Rewrite all the entries below as a two-column CSV headed entry_text,answer, with one row per entry. Put each entry's text and its answer in a quoted field of its own, replacing line breaks with spaces.

◇ ◇ ◇ ◇ ◇

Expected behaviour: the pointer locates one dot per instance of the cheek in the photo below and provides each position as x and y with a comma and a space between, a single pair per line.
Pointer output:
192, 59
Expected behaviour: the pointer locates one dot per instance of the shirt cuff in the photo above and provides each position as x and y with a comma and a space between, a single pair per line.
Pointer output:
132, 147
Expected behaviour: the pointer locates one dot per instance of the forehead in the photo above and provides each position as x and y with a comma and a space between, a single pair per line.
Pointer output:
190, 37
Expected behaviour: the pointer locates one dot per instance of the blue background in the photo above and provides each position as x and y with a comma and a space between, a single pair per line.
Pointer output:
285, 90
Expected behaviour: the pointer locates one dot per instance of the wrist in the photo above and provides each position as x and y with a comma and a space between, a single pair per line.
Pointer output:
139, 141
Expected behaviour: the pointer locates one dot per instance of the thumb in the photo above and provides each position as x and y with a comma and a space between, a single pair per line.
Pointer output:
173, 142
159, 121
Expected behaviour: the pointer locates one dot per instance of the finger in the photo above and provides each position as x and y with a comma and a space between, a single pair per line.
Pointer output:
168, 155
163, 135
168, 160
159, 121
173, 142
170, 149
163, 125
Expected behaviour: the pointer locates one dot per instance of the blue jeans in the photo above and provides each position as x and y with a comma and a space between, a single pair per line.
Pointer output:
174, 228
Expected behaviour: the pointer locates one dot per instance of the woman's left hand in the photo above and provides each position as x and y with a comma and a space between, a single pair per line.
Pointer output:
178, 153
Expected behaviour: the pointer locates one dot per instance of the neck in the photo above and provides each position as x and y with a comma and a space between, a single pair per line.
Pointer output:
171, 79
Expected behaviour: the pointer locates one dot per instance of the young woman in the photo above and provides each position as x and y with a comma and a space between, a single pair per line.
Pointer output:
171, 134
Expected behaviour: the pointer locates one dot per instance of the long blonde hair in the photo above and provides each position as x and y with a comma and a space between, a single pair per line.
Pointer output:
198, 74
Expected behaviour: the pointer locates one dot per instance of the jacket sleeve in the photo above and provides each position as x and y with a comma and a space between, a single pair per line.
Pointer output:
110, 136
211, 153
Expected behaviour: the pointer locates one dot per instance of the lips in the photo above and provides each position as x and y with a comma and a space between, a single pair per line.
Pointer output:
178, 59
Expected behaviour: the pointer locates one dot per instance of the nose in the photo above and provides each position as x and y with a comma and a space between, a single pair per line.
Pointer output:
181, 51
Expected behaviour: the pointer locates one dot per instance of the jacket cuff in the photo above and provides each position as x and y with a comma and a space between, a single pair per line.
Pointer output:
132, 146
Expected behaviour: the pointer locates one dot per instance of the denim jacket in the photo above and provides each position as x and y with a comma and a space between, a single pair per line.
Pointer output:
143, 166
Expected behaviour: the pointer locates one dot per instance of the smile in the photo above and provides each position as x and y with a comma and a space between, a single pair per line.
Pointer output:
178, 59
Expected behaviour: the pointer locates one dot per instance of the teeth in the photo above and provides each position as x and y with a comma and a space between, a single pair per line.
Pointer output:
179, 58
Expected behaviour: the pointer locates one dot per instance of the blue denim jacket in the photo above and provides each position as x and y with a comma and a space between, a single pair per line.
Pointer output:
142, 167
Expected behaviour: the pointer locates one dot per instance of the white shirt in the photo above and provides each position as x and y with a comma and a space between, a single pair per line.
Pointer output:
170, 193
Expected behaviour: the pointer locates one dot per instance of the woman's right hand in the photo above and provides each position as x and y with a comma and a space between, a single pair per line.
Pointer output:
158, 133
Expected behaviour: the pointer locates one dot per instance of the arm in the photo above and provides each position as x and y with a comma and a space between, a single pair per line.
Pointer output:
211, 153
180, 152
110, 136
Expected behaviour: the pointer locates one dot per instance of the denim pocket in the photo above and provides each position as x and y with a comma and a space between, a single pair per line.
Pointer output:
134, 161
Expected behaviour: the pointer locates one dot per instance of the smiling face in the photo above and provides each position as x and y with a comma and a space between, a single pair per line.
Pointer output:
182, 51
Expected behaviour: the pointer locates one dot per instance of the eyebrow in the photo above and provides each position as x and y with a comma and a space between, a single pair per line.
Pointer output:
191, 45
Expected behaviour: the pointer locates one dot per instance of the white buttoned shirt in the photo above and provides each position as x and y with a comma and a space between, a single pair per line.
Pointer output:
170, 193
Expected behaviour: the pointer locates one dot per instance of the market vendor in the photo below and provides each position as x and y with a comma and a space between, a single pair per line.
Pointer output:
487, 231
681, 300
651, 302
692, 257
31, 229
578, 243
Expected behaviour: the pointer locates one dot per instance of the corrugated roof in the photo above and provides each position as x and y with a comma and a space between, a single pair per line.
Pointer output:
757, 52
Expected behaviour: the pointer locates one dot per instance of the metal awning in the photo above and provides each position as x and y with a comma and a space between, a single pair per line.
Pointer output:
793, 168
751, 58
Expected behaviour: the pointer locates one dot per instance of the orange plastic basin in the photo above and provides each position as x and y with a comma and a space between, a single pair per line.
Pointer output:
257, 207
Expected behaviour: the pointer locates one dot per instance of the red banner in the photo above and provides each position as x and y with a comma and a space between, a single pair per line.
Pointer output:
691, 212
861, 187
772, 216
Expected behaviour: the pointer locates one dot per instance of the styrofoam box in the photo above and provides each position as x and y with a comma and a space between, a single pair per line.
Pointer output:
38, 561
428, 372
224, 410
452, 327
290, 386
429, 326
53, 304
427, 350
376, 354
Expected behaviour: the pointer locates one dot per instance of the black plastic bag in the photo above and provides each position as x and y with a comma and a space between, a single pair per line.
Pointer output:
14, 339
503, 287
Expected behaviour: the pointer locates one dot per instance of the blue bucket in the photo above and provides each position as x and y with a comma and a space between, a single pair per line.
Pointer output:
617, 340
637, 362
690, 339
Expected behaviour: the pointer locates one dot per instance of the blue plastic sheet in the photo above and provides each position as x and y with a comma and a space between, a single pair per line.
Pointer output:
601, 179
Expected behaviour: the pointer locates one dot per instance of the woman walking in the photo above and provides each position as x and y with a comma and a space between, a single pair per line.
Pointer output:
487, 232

◇ ◇ ◇ ◇ ◇

▶ Response
entry_text,answer
"Expected behaviour: the pointer locates one dot per instance of the cheek in the photo below and provides each position as x and y with a comma and a space between, a single pair per line. Pointer output:","192, 59"
"Expected behaviour: the pointer locates one dot per instance of the shirt cuff in the photo above and provides each position as x and y with a comma and a space between, a single pair per line. Pointer output:","132, 147"
"Expected behaviour: the pointer locates one dot per instance of the forehead in the photo above and provides each position as x and y with a comma and a space between, a single pair per line. Pointer output:","190, 37"
"Expected behaviour: the pointer locates one dot per instance of the blue background in the photo above and provides each position as x and y with a comma and a space between, a single pair per line. Pointer output:","285, 90"
"Expected behaviour: the pointer locates one dot per instance of the wrist in the photo above and provides each position as x and y with a comma and a space between, a single pair per line. Pointer output:","139, 141"
"Expected behaviour: the pointer locates one dot per instance of the thumb in the photo above and provides each position as x and y with a comma and a space between, a single pair per line. Pointer output:","173, 142 159, 121"
"Expected behaviour: the pointer locates one dot per instance of the finger in the photo above and provides each position as x and y with a comma and a space between, a single pair per line. Pointer output:","168, 155 163, 135 168, 160 159, 121 173, 142 170, 149 163, 125"
"Expected behaviour: the pointer locates one dot per instance of the blue jeans in the photo above and provides each position as x and y with a comma and a space between, a single pair per line. Pointer output:","174, 228"
"Expected behaviour: the pointer locates one dot per instance of the woman's left hand in the photo above and provides each position as x and y with a comma and a space between, a single pair per line. Pointer output:","178, 153"
"Expected behaviour: the pointer locates one dot per instance of the neck in the photo above and provides each position as x and y with a comma and a space between, a single pair per line. Pointer output:","171, 79"
"Expected behaviour: the pointer locates one dot per instance of the young woman in the photo above and provides each position as x and y with a comma and a space between, a single pair per line. Pointer output:","171, 134"
"Expected behaviour: the pointer locates one dot per instance of the long blonde hair in the photo above and provides each position as x and y with a comma and a space between, a single pair per line. Pointer output:","198, 74"
"Expected behaviour: the pointer locates one dot per instance of the jacket sleeve in the photo above and provides each position as x and y with a comma and a space between, a single pair per line. Pointer output:","110, 136 211, 153"
"Expected behaviour: the pointer locates one dot per instance of the lips in the photo above and provides each position as x and y with a comma and a space between, a single pair per line. Pointer output:","178, 59"
"Expected behaviour: the pointer locates one dot per instance of the nose in the photo above and provides each position as x and y with a comma and a space between, a single pair per line. Pointer output:","181, 51"
"Expected behaviour: the pointer locates one dot per instance of the jacket cuff in the photo above and provides each position as x and y with a comma and a space between, a single pair per line. Pointer output:","132, 146"
"Expected behaviour: the pointer locates one dot per instance of the denim jacket in the photo above and provides each position as x and y with a comma and a space between, a single pair per line. Pointer output:","143, 166"
"Expected behaviour: the pointer locates one dot per instance of the smile in the photo above and provides each position as x and y with a comma and a space between, a single pair per line. Pointer output:","178, 59"
"Expected behaviour: the pointer locates one dot per instance of the teeth in the photo above and provides each position as x and y with a comma and a space between, a single pair per line. Pointer output:","179, 58"
"Expected behaviour: the pointer locates one dot per instance of the blue denim jacket in the photo above and provides each position as x and y with a comma and a space between, a single pair per line. Pointer output:","142, 167"
"Expected behaviour: the pointer locates one dot per instance of the white shirt in the photo above and provides each position as x and y with a comma and a space between, a single pair per line. Pointer output:","170, 193"
"Expected behaviour: the pointer locates one dot per instance of the woman's right hand in the photo above and provides each position as x and y with a comma and a space between, a single pair per line. Pointer output:","158, 133"
"Expected behaviour: the pointer locates one dot per instance of the arm in the photo above and provides each position as x and y with a comma and a space between, a single pair per line. Pointer output:","211, 153 180, 152 110, 136"
"Expected behaviour: the pointer locates one dot per instance of the denim pocket in the photo above and provides each position as x and y with a comma and a space between, a single pair per line. Pointer output:","134, 161"
"Expected behaviour: the pointer locates one dot per instance of the smiling face in the photo above and provides each position as x and y with a comma and a space between, a single pair per line. Pointer output:","182, 51"
"Expected behaviour: the pointer locates one dot per instance of the eyebrow in the photo above and provides each position as x and y with a comma and a space between, a single pair per line. Pointer output:","191, 45"
"Expected behaviour: the pointer locates one dot per instance of the white buttoned shirt in the photo above and provides each position as x and y with a comma and a space between, a single pair per line. Pointer output:","170, 193"
"Expected behaviour: the pointer locates one dot per instance of the market vendor in the photo below and provides each position as x and y with a comma and a space between, a single pair per line. Pointer output:","487, 231 681, 300 651, 302 692, 257 31, 229 578, 243"
"Expected behaviour: the pointer locates one dot per instance of the corrugated roof in the photo above and provides each position as x and y with a comma and a space between, a single pair per line. Pointer output:","757, 52"
"Expected behaviour: the pointer locates one dot per instance of the metal awning in the photo above and provides each position as x and y with a comma and a space between, a single pair per line. Pointer output:","793, 168 751, 58"
"Expected behaviour: the pointer locates one dot per instance of the orange plastic basin in the photo above and provides each position as x and y with a comma and a space between, a single pair per line. Pointer output:","257, 207"
"Expected behaviour: the pointer locates one dot per instance of the red banner in the photo above and provides each position as x and y with a comma and a space between, a single pair per line. Pointer output:","691, 212 861, 187 772, 216"
"Expected behaviour: the pointer locates one dot per instance of the styrofoam box in the photo above and provides each position as x and y with a comma and a space between, a single pair per line. Pointer output:","38, 561 428, 372 224, 410 452, 327 290, 386 429, 326 53, 304 427, 350 376, 354"
"Expected behaviour: the pointer locates one dot per instance of the black plastic bag in the photo above and provides each position as x and y with a comma and a space between, a single pair per line. Pointer output:","14, 339 503, 287"
"Expected behaviour: the pointer locates one dot per instance of the blue bucket in the photo above and provides each position as x and y with a comma and a space between, a single pair per line. Pointer output:","617, 340 637, 362 690, 339"
"Expected behaviour: the pointer locates one dot per instance of the blue plastic sheet in the photo above and provides each position as x and y with a comma and a space between, a single pair per line. Pointer output:","601, 179"
"Expected behaviour: the pointer locates one dot per instance of the woman walking in the photo above and provides each position as x and y with a comma and a space between, a single pair per line. Pointer output:","487, 232"